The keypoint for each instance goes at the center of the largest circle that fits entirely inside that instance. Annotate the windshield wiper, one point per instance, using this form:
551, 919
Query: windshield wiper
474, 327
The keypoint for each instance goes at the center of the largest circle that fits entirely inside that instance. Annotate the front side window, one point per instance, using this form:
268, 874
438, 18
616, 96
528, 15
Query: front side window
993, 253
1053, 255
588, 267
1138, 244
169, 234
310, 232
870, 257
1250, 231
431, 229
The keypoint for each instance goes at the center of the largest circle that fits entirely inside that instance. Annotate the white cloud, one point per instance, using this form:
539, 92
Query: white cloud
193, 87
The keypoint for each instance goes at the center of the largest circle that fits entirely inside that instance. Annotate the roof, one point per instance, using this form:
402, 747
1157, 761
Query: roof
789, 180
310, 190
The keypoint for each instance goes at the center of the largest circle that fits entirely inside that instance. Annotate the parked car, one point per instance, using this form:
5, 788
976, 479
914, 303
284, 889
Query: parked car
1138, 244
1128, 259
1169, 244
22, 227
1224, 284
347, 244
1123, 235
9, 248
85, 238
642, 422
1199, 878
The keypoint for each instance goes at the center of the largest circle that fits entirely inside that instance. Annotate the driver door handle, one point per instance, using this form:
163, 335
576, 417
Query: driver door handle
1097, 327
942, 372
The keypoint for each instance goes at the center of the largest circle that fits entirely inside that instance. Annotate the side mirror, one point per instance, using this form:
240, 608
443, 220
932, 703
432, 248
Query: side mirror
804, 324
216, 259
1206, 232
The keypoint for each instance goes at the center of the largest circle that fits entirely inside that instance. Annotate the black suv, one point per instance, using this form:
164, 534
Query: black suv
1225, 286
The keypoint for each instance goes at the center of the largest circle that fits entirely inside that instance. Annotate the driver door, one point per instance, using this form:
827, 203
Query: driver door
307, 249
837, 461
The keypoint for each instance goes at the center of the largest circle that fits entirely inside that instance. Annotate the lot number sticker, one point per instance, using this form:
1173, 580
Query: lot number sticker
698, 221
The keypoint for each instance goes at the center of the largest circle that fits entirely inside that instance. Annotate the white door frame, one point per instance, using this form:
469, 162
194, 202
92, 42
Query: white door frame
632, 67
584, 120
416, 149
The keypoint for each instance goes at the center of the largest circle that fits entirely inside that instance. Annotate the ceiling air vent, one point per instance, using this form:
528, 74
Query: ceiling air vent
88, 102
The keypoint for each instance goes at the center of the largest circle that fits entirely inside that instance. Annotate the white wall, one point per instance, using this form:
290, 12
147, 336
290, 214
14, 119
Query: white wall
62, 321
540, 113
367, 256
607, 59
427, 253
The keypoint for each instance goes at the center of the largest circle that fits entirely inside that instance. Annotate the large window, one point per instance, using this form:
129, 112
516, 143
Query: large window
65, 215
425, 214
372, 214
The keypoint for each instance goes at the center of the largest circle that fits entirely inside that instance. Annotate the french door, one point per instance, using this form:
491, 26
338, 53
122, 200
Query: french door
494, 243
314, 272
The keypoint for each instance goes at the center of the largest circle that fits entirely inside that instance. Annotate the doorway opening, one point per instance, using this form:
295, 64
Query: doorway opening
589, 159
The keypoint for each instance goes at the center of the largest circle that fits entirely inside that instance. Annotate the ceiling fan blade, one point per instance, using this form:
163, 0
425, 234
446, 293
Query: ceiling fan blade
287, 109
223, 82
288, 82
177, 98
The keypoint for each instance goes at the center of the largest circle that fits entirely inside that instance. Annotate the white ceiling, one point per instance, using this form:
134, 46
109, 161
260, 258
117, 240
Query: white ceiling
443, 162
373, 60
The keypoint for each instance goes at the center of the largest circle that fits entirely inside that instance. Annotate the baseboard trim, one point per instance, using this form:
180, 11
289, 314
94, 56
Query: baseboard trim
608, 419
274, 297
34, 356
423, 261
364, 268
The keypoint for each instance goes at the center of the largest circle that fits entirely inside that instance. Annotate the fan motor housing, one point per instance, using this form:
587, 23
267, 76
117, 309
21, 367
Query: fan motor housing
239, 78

Work to be completed → All records above must be set down exactly, please.

Reply to the exercise →
The keypoint for each instance goes at the center of the largest circle that fits entirely inside that instance. Annotate the windshield wiper, one point per instance, using this form:
551, 919
Query: windshield wiper
474, 327
The keypoint for each instance goes at the center of the largest circle that fits entirely inside that instance. Annotate the front side window, one point per instance, using this form:
268, 874
438, 18
616, 96
528, 15
Query: front side window
993, 253
1053, 255
588, 267
1138, 244
169, 234
310, 232
870, 257
1250, 231
431, 229
The keypoint for each instance goes at the center of the largest circle that fits entirely inside that instance. Annotate the white cloud, one point per instance, using this form:
539, 92
Query: white cloud
193, 87
The keypoint for each instance goes at the center of the largest circle that fits entirely inside that instance. Annotate the roof, one point per instance, using this form:
402, 747
1157, 761
Query: roof
789, 180
310, 190
The keypoint for each instance goes at the center of the largest circle that fits entirely inside that instance. Annotate the parked car, one point per instance, using this form:
5, 788
976, 479
914, 303
284, 889
Query: parked car
1138, 244
1128, 259
1169, 244
22, 227
1224, 284
347, 244
1123, 235
9, 248
85, 238
642, 422
1199, 878
The keypoint for each instance goes at the center of the largest circle that fits entirely inside that instance. Annotate the driver door handle, one point per instance, using this form:
163, 335
576, 417
Query: driver door handle
1097, 327
942, 372
The keypoint for each instance goes at the center of the largest circle that fits entirely inside that instance. Annotate the side mirror, one point per instance, using this form:
240, 608
443, 220
932, 703
432, 248
Query: side mirror
804, 324
216, 259
1206, 232
The keypoint for each instance goes at the center of the largest circle that fits entirely inside that instance. Annotate the black suv, one point per instance, using this form:
164, 534
Query: black suv
1225, 286
The keypoint for each instance goes at the center of the largest circle that fits entirely inside that instance. Annotate the driver door, one point per instance, using this form:
827, 203
Query: driver door
307, 249
837, 461
The keypoint for each instance goes at the center of the largest circle that fits entirely inside that instance. Annotate the lot number sticker, one point per instance, using this form:
1173, 580
Query: lot number sticker
698, 221
The keypoint for each instance goes at the center of the largest circle that fits entirely inside that instance. Annotate the white door frame, one point per instance, using this form:
469, 162
194, 202
92, 42
Query: white door frame
632, 67
584, 120
416, 149
The keypoint for each instance goes at the center of the largest circle that fits entirely inside that instance. Annotate the ceiling air vent, one point per instance, using this form:
528, 74
Query: ceiling air vent
88, 102
The keypoint for each instance goes at the center of the largest circle that fits entirely inside that instance. Annotate the white wall, one point per instance, using this form:
290, 12
147, 336
290, 214
14, 119
Query: white wall
62, 321
540, 113
367, 256
607, 59
427, 253
The keypoint for each instance goes at the center of the largest circle that fits entirely inside that instance. Annotate the large window, one point per instance, using this form:
129, 112
516, 143
Query: large window
65, 215
425, 214
372, 214
The keypoint for each instance goes at the center of the largest circle that fits entirely inside that instance. Annotate the french door, one point per instance, using this form:
491, 26
338, 53
122, 200
Query: french door
494, 243
314, 272
The keypoint for each instance goes at the center of the largest circle that fits entirely inside that instance. Annotate the doorway opening, one point per instance, using this form:
295, 64
Query: doorway opening
589, 159
The keypoint for each instance goes at the center of the largest circle that fits entirely inside that instance. Annotate the ceiling fan blade, one point per instance, using this form:
163, 0
425, 234
446, 293
Query: ceiling fan blade
287, 109
223, 82
288, 82
177, 98
The keypoint for each instance goes at the center of the largest circle that fits entirely inside that instance. Annotate the white ceiling, one point per instance, using this form:
134, 46
109, 161
260, 258
117, 240
Query: white ceiling
443, 162
373, 60
The keypoint for each instance goes at the center of the largest circle that fits entirely inside that instance. Annotate the baseboard trim, one point per instance, using this form:
180, 11
289, 314
94, 56
Query: baseboard trim
608, 419
274, 297
34, 356
423, 261
364, 268
The keypoint for each instance goes at the center of the largest circle that fits entirely inside that instance. Annotate the fan motor housing, one point per instance, using this form:
587, 23
267, 76
117, 309
21, 367
Query: fan motor housing
239, 78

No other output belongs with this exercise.